**EXERCISE AIM**
Only the lines from the one containing "Place one pin on each instance of the fork" through the final line of the material below should be output, exactly as they stand.

**DATA**
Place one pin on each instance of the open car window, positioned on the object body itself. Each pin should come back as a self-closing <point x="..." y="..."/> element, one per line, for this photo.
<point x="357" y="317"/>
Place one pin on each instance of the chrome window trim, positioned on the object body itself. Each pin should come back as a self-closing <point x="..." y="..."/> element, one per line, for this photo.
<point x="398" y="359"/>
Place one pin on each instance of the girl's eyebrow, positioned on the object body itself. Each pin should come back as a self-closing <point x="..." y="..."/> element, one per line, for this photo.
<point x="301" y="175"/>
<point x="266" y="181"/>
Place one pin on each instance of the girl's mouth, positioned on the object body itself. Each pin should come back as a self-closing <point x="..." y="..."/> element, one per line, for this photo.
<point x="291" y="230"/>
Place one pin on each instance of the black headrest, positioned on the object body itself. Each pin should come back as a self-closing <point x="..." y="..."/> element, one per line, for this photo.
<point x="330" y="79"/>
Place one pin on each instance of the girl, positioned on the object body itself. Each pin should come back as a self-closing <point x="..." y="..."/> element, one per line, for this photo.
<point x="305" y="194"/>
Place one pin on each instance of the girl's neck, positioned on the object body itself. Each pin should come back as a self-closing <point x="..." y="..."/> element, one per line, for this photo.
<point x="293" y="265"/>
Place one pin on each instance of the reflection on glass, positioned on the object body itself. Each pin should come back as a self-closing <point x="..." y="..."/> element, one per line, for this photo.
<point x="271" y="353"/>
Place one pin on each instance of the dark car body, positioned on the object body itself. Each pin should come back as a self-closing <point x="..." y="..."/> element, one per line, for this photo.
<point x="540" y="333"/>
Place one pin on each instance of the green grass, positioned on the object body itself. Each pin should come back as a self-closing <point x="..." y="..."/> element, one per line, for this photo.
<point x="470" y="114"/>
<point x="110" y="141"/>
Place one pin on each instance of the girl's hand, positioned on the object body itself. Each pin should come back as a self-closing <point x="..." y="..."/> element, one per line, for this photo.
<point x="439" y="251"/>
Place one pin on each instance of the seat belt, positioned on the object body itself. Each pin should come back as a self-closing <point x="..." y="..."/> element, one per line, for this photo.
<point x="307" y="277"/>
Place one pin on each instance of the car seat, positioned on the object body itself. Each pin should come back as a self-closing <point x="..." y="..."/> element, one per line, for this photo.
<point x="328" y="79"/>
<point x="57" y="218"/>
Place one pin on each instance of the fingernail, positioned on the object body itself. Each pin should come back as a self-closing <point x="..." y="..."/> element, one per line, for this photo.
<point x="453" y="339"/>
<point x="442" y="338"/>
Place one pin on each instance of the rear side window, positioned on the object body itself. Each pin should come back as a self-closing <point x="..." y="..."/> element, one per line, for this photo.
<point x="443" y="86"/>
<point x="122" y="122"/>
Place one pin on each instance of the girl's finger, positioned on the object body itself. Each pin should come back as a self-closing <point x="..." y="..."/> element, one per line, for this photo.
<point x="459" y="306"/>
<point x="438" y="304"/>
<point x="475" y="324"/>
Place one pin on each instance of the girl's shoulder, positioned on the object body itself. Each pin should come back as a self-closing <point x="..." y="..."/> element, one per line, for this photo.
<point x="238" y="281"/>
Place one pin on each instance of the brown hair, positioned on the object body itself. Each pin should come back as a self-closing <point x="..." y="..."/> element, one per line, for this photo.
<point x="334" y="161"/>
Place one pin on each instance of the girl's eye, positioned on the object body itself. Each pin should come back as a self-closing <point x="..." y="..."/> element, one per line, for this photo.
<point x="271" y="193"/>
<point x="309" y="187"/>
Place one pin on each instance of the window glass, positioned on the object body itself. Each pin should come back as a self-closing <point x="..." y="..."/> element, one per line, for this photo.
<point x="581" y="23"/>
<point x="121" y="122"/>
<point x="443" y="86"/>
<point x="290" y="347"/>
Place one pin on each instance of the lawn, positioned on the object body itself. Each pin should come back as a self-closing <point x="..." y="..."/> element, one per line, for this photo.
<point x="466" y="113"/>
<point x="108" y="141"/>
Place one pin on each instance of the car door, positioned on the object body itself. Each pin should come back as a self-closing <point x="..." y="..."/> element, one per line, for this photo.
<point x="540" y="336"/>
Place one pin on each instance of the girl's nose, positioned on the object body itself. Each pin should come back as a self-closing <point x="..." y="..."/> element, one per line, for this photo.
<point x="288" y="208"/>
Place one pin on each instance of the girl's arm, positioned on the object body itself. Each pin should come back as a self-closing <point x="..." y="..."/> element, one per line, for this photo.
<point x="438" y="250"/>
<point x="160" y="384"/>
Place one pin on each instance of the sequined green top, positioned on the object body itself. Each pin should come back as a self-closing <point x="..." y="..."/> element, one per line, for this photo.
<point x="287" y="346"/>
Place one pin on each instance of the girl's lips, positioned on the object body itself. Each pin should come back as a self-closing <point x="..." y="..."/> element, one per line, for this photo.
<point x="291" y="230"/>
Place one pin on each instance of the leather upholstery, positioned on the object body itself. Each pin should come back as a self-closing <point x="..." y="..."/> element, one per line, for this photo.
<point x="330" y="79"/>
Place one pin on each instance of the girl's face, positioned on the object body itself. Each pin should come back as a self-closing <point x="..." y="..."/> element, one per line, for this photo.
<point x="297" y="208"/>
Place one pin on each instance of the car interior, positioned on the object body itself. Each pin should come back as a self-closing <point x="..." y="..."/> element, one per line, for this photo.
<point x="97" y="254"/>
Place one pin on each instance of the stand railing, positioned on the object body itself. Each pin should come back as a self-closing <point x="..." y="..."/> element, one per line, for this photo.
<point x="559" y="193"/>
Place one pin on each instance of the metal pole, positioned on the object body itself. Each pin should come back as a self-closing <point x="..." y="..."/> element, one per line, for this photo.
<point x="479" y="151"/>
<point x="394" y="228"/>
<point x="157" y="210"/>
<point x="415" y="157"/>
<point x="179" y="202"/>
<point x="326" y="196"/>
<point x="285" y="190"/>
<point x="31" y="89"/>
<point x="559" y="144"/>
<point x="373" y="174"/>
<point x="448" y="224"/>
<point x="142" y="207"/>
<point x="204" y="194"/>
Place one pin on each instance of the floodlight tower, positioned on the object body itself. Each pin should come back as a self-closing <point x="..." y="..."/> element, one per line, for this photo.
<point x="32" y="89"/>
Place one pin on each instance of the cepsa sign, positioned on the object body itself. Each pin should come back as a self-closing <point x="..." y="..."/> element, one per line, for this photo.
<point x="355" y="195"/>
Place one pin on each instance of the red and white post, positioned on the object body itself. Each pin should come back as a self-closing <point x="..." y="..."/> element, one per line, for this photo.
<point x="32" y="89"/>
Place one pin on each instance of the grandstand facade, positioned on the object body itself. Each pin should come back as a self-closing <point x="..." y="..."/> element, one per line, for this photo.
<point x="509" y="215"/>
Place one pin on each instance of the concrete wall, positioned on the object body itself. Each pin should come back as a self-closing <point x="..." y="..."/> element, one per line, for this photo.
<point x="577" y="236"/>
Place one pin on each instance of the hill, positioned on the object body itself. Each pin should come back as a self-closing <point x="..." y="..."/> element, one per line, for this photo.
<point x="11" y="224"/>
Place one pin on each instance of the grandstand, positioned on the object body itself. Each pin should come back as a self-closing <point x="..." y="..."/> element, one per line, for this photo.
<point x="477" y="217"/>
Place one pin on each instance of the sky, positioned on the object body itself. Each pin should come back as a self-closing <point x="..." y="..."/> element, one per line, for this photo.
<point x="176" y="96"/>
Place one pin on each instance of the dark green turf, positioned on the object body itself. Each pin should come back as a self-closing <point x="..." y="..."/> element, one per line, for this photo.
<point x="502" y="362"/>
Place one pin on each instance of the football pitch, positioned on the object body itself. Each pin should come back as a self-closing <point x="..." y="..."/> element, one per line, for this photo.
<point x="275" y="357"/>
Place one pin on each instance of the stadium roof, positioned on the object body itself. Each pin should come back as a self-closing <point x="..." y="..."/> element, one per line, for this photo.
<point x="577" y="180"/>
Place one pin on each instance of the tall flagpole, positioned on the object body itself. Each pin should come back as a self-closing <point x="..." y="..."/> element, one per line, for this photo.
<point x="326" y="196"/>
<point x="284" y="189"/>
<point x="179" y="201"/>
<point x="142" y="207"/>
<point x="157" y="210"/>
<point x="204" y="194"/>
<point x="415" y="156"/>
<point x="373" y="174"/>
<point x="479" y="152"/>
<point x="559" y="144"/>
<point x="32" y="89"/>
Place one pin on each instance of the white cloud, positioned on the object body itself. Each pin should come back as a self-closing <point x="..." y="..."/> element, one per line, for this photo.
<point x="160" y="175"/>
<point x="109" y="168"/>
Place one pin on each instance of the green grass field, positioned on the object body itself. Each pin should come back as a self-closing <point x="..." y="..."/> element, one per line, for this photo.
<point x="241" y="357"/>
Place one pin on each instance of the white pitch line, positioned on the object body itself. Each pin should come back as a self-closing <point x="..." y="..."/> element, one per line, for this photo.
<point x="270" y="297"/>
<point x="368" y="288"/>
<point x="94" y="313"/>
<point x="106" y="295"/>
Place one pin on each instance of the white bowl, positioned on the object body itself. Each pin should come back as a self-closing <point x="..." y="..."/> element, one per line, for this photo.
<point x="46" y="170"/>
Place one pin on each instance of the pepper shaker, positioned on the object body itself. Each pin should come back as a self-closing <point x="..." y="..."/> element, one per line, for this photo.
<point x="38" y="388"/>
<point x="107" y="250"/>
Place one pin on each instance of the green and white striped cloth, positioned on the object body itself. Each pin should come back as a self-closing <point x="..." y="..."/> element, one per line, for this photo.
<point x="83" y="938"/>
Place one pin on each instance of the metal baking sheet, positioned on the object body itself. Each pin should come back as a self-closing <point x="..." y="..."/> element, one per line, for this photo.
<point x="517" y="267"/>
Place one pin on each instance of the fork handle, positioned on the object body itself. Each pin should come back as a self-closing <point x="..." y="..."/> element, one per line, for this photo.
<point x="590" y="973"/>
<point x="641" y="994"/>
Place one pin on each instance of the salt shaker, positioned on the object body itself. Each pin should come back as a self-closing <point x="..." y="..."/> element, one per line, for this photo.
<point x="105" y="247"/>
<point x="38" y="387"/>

**TASK SOLUTION**
Place one pin on each instance of the fork handle, positioned on the object body itself. Each pin should come back as a self-closing <point x="..." y="..."/> element, one per line, for this photo.
<point x="590" y="973"/>
<point x="641" y="994"/>
Place one pin on each instance of the salt shaker, positioned on the object body itself. Each pin should come back as a self-closing <point x="..." y="..."/> element, one per line, for this photo.
<point x="105" y="247"/>
<point x="38" y="387"/>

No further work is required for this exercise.